What the exercise asks: For the data below, restate word for word only the lines from the line containing "Practice. Put a pin on the smiling" through the line containing "Practice. Put a pin on the kitchen countertop", both ends included.

Exercise material:
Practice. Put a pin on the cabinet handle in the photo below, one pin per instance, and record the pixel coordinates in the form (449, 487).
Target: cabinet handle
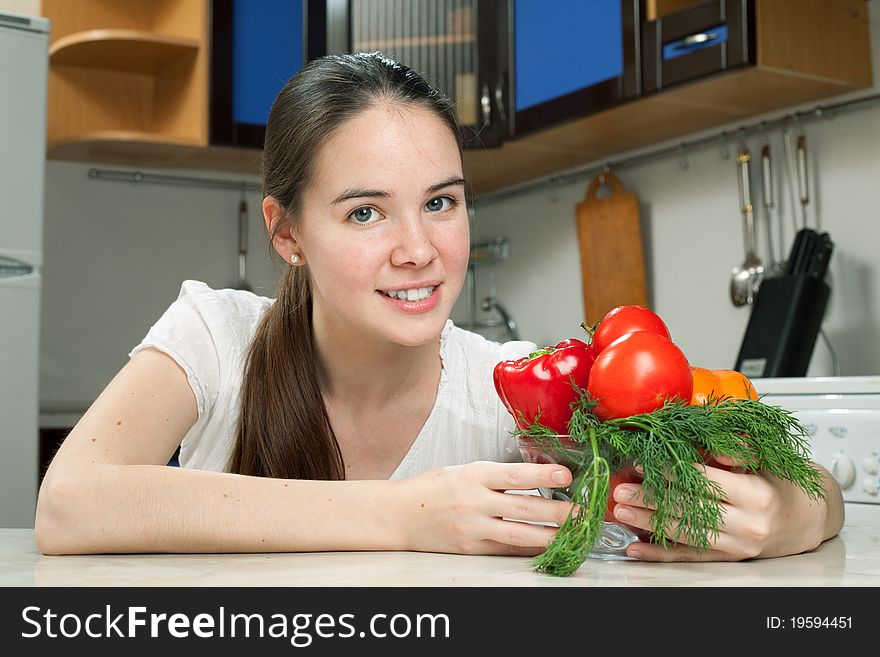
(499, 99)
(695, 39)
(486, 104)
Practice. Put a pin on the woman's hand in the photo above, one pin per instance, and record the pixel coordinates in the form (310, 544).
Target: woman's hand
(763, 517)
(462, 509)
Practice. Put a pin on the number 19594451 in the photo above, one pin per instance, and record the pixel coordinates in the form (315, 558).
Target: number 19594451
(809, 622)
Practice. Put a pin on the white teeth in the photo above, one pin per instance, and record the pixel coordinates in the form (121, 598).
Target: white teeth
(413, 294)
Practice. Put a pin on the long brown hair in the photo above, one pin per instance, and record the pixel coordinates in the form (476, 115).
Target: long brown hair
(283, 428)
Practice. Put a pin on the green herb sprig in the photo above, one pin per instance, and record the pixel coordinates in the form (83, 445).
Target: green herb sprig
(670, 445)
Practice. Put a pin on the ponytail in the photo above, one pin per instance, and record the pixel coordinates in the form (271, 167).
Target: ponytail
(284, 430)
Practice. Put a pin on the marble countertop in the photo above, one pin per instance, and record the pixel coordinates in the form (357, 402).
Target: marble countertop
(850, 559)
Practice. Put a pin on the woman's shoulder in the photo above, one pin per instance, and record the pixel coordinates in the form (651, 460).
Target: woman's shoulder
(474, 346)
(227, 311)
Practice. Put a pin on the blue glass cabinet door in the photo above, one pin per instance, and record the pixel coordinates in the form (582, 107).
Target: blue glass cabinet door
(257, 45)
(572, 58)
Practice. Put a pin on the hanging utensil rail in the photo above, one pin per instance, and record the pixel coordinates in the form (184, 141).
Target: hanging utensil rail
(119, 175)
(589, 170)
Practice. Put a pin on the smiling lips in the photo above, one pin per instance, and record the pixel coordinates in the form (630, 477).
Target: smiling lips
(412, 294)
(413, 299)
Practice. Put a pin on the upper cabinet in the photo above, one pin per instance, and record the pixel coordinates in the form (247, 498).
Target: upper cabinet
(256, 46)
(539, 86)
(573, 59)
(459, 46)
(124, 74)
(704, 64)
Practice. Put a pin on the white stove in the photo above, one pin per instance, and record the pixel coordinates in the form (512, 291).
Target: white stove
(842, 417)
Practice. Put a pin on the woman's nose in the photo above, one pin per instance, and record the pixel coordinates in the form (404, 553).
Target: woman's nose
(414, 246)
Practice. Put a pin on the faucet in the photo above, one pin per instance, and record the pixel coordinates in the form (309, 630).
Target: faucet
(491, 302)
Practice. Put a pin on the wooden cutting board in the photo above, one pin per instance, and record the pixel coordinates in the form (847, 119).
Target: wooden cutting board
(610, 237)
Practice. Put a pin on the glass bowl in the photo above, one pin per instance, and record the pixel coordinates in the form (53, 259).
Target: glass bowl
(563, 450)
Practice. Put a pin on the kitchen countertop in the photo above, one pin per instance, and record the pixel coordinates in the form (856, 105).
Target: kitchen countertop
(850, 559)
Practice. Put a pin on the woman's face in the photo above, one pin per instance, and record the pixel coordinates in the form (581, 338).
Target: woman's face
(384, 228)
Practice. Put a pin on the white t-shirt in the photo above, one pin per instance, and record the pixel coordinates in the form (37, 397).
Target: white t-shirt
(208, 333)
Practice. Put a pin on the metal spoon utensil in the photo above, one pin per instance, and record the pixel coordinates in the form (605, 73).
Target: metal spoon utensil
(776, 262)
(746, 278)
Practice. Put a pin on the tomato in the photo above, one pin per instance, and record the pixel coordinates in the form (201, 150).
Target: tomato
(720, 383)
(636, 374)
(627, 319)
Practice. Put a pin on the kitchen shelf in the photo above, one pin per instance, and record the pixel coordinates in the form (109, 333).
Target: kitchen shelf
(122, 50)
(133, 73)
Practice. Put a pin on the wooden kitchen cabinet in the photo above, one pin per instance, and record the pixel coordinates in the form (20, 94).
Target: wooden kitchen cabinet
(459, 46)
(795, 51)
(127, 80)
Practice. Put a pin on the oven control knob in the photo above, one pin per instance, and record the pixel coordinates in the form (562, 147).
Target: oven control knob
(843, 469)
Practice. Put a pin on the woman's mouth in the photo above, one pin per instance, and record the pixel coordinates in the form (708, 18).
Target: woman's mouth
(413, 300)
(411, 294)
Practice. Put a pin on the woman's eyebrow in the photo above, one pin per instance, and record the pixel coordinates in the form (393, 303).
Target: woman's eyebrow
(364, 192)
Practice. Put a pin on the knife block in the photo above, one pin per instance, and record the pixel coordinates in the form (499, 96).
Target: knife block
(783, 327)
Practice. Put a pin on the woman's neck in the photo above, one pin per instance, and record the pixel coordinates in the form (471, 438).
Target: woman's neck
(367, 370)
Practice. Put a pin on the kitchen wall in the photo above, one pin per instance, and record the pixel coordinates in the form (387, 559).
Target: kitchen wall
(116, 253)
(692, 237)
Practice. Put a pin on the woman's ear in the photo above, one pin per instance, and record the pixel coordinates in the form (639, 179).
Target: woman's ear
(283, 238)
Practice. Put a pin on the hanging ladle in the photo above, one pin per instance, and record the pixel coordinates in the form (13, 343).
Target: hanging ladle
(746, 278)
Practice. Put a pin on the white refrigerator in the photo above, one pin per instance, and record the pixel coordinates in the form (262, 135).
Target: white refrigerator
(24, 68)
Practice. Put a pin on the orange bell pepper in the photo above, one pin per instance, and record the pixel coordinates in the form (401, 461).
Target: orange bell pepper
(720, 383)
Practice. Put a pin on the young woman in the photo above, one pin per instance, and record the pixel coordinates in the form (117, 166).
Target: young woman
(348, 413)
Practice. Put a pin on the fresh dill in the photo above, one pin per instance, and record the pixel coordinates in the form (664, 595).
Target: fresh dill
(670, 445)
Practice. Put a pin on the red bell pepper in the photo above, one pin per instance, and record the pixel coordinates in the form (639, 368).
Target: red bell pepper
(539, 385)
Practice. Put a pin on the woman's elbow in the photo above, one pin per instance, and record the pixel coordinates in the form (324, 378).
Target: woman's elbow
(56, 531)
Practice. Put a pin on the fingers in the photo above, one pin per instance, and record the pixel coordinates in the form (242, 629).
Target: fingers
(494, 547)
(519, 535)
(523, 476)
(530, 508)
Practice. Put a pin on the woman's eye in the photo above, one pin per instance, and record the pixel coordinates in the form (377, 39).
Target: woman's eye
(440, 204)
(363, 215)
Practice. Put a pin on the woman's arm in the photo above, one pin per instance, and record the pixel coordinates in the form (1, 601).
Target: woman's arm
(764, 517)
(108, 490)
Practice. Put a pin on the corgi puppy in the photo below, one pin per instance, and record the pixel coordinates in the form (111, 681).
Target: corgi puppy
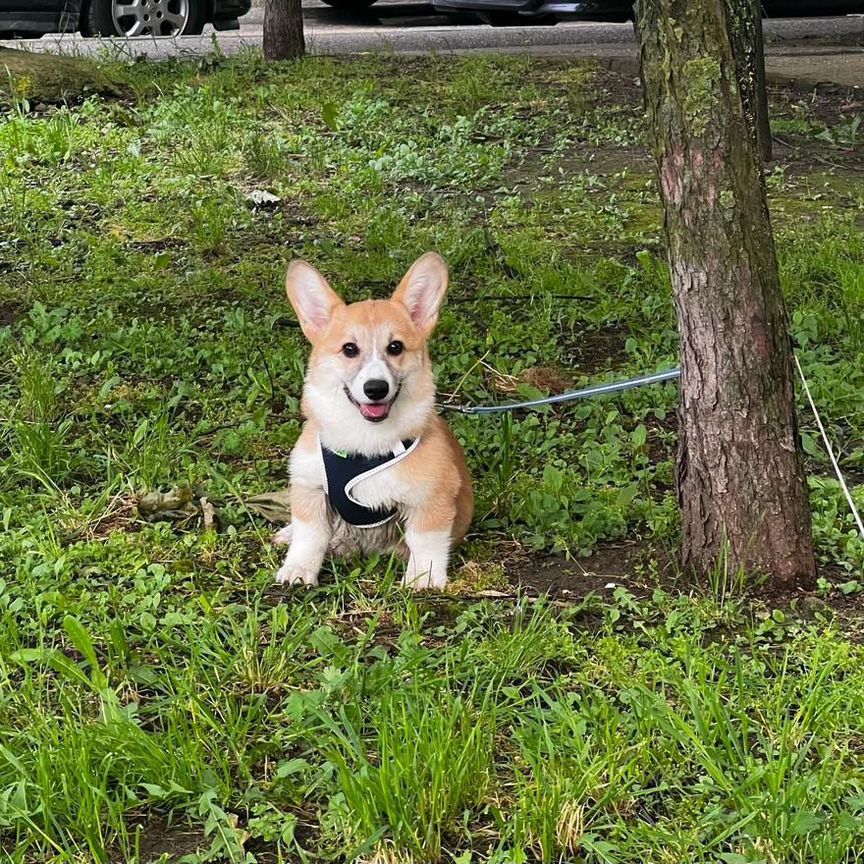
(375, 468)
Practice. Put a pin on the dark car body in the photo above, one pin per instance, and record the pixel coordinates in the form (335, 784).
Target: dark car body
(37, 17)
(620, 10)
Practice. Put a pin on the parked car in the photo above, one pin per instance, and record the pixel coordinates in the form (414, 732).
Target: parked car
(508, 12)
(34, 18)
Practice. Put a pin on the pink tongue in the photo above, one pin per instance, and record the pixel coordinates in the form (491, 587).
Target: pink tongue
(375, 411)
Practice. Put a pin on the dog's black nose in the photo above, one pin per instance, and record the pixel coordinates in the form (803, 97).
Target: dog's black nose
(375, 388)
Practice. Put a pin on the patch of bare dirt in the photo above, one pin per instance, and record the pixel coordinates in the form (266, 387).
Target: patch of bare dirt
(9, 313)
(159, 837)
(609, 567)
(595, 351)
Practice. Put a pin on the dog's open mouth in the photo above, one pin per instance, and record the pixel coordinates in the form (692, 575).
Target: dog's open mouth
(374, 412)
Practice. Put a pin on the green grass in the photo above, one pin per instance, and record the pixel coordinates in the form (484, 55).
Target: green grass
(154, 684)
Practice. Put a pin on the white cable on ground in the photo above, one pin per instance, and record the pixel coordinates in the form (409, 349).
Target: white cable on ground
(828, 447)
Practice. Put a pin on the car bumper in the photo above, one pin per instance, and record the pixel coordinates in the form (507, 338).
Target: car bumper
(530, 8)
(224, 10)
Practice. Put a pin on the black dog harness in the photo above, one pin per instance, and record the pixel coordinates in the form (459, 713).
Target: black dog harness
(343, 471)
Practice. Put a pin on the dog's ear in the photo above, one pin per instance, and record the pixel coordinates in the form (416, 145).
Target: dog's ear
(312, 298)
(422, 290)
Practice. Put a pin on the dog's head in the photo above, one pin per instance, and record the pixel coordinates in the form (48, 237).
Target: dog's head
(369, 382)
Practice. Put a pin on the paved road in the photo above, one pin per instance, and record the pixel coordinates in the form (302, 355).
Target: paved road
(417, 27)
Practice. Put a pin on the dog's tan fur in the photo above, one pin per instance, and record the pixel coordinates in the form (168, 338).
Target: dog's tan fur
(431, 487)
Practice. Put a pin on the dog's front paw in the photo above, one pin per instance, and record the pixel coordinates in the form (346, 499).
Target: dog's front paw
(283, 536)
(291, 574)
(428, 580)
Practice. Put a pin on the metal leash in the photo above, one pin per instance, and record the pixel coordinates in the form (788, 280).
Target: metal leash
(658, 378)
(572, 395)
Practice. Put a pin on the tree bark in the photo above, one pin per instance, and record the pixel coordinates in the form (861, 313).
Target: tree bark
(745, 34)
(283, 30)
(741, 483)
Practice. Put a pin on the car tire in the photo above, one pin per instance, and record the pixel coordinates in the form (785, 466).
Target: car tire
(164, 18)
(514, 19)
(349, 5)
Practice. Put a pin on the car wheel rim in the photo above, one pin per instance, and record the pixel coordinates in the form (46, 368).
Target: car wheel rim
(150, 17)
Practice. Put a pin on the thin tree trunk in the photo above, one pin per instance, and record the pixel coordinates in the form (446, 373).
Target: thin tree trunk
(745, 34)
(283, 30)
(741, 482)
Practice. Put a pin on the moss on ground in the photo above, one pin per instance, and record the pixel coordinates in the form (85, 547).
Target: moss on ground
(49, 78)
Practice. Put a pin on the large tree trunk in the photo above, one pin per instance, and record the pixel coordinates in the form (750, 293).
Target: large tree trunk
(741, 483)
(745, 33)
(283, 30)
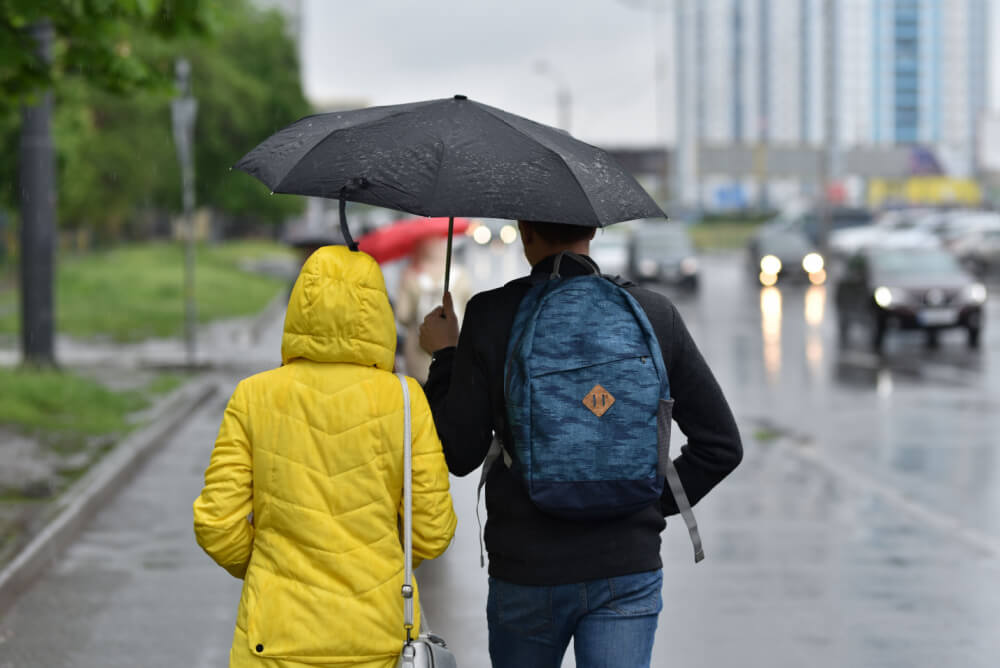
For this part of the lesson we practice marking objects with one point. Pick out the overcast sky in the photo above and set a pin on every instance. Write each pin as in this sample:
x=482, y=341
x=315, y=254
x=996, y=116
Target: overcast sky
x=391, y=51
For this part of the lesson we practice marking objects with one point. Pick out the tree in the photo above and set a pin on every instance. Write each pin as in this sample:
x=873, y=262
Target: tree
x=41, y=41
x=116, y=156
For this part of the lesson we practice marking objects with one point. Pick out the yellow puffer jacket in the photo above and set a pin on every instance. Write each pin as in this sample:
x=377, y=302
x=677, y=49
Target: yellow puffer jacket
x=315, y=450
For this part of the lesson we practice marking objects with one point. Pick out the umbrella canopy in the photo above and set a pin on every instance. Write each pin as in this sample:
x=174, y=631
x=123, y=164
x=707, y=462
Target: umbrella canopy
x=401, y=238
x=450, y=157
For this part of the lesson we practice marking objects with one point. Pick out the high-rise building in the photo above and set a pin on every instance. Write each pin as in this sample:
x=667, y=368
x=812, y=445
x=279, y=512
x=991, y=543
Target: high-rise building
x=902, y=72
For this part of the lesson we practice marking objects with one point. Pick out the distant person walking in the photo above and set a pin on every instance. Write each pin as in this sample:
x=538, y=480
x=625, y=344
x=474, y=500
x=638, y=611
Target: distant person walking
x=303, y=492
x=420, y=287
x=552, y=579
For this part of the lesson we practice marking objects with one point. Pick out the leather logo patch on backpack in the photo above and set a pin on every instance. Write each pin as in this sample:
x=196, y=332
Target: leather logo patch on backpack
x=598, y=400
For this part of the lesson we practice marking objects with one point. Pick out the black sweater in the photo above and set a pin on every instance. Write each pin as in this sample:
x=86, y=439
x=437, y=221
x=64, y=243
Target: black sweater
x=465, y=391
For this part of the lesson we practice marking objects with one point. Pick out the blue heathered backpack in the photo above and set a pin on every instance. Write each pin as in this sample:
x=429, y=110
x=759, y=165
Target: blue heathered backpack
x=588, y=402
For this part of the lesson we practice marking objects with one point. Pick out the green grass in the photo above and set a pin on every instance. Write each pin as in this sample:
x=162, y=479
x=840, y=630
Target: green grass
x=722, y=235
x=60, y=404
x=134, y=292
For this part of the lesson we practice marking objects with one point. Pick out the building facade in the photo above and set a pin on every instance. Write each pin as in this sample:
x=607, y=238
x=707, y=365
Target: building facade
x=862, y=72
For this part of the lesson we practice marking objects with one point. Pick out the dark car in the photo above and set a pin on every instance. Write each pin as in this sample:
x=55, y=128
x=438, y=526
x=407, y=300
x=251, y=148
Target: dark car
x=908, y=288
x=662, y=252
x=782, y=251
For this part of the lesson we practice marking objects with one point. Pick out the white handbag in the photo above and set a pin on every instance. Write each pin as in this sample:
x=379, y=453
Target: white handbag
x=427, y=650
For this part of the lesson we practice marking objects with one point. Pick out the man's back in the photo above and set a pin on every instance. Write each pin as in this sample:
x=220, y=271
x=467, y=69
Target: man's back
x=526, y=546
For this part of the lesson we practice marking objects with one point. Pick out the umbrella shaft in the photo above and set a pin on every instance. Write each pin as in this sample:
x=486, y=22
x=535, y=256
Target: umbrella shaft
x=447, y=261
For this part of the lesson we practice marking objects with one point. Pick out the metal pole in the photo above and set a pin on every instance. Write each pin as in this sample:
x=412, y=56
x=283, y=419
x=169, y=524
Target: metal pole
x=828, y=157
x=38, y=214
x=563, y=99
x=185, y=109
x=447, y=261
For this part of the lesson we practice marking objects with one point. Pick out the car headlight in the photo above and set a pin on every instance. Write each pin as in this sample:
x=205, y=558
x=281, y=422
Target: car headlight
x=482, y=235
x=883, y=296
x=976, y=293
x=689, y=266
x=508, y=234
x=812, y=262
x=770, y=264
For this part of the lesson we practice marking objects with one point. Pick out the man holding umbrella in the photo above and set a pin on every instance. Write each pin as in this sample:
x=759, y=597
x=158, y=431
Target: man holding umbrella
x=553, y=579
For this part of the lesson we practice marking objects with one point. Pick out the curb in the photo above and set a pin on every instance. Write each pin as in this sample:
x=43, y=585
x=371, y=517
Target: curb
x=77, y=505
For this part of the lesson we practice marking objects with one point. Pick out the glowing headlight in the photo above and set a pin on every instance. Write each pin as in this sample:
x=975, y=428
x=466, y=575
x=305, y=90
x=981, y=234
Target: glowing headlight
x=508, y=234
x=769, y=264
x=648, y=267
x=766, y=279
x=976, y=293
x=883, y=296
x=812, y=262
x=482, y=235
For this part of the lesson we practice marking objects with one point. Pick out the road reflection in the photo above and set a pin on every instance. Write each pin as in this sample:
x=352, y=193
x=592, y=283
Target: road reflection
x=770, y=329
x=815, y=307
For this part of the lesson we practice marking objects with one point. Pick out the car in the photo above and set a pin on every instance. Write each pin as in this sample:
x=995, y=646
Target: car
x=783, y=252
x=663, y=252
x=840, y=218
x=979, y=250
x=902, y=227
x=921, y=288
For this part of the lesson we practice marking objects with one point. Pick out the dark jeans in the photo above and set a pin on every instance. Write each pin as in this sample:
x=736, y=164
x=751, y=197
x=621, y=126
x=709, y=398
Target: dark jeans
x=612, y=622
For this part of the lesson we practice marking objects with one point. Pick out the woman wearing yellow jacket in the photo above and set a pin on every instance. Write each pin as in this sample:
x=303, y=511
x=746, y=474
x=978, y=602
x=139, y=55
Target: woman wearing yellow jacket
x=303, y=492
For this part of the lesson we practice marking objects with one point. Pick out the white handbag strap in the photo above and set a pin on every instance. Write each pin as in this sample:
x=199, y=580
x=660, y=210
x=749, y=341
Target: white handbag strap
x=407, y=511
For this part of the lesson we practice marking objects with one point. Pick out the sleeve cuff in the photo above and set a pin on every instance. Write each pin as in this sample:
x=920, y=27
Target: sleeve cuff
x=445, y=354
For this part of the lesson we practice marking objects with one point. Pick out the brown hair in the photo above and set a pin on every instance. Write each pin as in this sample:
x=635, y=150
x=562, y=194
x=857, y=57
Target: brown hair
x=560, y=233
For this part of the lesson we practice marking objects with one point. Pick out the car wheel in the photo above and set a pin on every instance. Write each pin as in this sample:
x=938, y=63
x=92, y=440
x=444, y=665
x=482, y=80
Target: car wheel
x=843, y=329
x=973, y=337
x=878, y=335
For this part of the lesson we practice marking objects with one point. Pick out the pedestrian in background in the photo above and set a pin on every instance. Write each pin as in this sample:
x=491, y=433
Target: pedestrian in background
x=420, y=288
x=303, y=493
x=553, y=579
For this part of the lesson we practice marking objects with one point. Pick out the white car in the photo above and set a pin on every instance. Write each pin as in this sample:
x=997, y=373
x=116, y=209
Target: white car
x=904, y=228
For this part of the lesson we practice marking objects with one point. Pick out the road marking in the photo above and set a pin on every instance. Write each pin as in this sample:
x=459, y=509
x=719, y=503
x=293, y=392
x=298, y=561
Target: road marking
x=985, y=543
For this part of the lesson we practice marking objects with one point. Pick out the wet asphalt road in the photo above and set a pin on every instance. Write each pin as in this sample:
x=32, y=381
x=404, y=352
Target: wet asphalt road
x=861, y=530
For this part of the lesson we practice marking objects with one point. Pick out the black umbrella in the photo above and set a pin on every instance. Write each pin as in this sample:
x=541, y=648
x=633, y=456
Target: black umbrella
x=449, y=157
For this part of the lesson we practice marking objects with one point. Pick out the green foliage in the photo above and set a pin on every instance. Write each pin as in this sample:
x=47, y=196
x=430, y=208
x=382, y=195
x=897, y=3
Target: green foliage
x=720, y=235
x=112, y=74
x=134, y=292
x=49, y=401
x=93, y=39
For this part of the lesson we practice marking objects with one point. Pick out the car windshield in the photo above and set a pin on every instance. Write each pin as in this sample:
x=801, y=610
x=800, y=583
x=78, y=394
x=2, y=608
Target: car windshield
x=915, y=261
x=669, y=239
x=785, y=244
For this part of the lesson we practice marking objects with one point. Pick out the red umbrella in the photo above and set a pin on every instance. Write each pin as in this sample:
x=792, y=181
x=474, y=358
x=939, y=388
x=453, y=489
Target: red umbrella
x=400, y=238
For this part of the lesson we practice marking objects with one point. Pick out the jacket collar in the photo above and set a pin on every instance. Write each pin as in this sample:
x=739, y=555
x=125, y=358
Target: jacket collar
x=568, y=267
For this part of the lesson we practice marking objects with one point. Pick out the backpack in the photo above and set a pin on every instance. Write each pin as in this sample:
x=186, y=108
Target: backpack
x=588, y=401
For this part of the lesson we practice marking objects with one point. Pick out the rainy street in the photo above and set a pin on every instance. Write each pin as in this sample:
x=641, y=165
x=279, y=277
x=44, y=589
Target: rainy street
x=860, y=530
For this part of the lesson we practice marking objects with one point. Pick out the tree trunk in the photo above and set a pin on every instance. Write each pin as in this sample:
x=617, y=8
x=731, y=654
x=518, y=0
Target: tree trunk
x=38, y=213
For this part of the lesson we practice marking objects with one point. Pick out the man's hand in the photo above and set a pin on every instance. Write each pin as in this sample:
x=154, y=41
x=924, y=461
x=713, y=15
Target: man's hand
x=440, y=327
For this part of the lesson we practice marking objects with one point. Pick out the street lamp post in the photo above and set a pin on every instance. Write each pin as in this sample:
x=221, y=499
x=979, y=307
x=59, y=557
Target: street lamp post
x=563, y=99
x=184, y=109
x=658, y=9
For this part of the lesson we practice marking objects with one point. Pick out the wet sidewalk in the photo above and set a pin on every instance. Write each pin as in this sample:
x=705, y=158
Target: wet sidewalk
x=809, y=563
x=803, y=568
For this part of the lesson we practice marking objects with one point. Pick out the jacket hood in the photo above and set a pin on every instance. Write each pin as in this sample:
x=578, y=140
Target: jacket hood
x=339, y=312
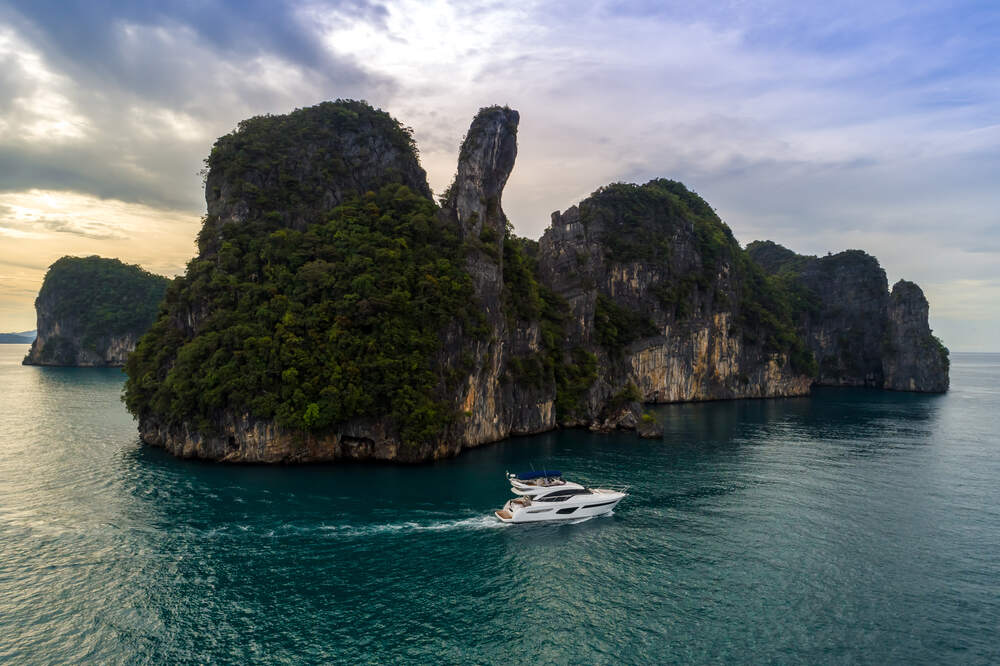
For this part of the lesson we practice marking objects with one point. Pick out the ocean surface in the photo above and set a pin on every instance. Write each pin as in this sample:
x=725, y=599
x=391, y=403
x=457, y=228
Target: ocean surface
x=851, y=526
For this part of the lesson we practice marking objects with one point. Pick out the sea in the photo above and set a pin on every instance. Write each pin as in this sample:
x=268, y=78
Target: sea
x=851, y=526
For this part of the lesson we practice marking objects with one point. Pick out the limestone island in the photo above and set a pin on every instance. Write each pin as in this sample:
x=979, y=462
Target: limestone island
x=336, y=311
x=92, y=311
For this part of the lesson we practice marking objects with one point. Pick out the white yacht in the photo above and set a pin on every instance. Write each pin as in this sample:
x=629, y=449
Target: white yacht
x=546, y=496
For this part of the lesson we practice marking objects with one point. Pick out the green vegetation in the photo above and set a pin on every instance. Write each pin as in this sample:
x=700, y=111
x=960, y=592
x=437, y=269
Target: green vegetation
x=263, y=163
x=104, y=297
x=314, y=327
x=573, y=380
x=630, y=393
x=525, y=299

Task result:
Practice. Put a pin on the smiling lips in the photo above, one pin per instance, and record the pixel coordinates in the form (630, 477).
Target: smiling lips
(412, 294)
(413, 299)
Practice. Put a pin on the upper cabinet in the photo above, one pin per instance, and record the pixel coordinates in the form (247, 498).
Target: upper cabinet
(256, 46)
(539, 86)
(573, 59)
(459, 46)
(124, 74)
(704, 64)
Practice. Put a pin on the white stove in the photo above, one pin per instance, and record the pixel coordinates in the form (512, 291).
Target: white stove
(842, 417)
Practice. Put a pin on the woman's nose in the photo above, one pin per instance, and record the pixel coordinates in the form (404, 553).
Target: woman's nose
(414, 246)
Practice. Put a pin on the faucet in the photo above, one pin per instance, and record the pixel coordinates in the form (309, 630).
Target: faucet
(491, 302)
Practice. Put a pin on the wooden cutting board in the photo above, one pin per instance, and record the pixel coordinates in the form (847, 119).
Target: wooden cutting board
(610, 237)
Practice. Put a pin on the glass bowl in the photo above, one pin per instance, and record the pixel coordinates in the form (53, 259).
Target: glass bowl
(563, 450)
Practice. Put a pin on the kitchen countertop in the photo above, one pin per instance, and record the pixel coordinates in the form (856, 105).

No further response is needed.